## What the exercise asks
Answer these questions using the post below on how ÉLAN talks to Gemini.
(a) What is named as the UX vehicle for ÉLAN's core concept?
(b) How many distinct sections does the prompt built by buildMuseCardPrompt() contain?
(c) In what language are the scene descriptions written?

## Text under study
-.-.-
ENZH

Under the Hood: How ÉLAN Talks to Gemini

In Part 1, I described what ÉLAN is trying to do: deliver complete social media moments — photos plus captions — that project effortless luxury. The core concept is "不经意的优越感" (inadvertent superiority), and the UX vehicle is the Muse Card.

This post opens the hood. How does a Muse Card actually become four photos and a caption? What does the prompt look like? How does the system stream results in real-time? And what does it actually cost?


The 10-Section Prompt

Every Muse Card generation ultimately calls buildMuseCardPrompt() — a function that takes a card's data and a shot index and constructs a single prompt string. The prompt has 10 distinct sections, each with a specific job:

1. Reference Image Annotation. A short instruction telling the model it's looking at reference photos of a specific person. The actual images are sent separately (more on that below), but this section anchors the identity:

Generate a photo of the EXACT person shown in the 2 reference image(s) above.
Their face must be IMMEDIATELY recognizable — same eyes, nose, lips, face shape, skin tone.
Match their body type and proportions realistically.

Short on purpose. I learned early that verbose identity descriptions actually compete with the images for attention. The photos carry identity; the text just says "use those photos."

2. Scene. Pulled directly from the Muse Card's scene.description:

SCENE: 豪华度假村无边泳池,俯瞰无际大海,金色黄昏将水面染成碎金。
       泳池边缘与天际线融为一体,天水相连。
LIGHTING: 黄金时刻侧逆光,暖橙色光晕,水面反光形成自然柔光
ENVIRONMENT STYLE: 无边泳池边缘,远景为开阔海面,天边云霞渐变

Note: the scene descriptions are in Chinese. This was a deliberate choice. Since the target users are Chinese and the aesthetic references are Chinese social media, writing scene prompts in Chinese produces more culturally appropriate compositions than English equivalents. Gemini handles Chinese prompts well.
-.-.-
## Supplied records

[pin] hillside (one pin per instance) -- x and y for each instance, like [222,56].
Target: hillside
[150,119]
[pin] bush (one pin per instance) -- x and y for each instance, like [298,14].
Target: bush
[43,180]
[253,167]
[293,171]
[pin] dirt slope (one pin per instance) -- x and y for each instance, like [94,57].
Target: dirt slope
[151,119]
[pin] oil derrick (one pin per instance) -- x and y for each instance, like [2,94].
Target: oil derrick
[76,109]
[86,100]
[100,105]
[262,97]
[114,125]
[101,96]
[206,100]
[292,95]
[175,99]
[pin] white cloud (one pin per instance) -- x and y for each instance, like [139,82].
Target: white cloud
-.-.-
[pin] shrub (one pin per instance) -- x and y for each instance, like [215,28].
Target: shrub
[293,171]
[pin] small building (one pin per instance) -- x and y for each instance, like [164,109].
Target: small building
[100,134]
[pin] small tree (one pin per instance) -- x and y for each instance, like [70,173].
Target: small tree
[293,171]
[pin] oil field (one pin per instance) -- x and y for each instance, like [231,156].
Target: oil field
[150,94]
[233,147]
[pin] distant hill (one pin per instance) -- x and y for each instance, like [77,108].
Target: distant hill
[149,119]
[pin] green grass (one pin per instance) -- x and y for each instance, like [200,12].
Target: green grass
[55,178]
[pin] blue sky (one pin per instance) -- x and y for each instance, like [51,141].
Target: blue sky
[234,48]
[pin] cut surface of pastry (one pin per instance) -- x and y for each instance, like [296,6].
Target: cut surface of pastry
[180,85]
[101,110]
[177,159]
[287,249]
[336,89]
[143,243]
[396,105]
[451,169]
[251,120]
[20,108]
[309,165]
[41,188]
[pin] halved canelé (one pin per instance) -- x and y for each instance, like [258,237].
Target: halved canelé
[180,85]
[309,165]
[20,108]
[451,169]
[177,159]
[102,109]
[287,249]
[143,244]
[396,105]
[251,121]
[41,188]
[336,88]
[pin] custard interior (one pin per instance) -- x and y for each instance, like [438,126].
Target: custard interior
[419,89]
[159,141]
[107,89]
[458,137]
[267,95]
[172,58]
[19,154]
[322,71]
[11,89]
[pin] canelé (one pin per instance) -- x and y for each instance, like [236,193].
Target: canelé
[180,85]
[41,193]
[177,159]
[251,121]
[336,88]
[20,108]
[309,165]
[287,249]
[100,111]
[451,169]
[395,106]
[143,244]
-.-.-
## Result of the task
(a) The Muse Card.
(b) 10.
(c) Chinese.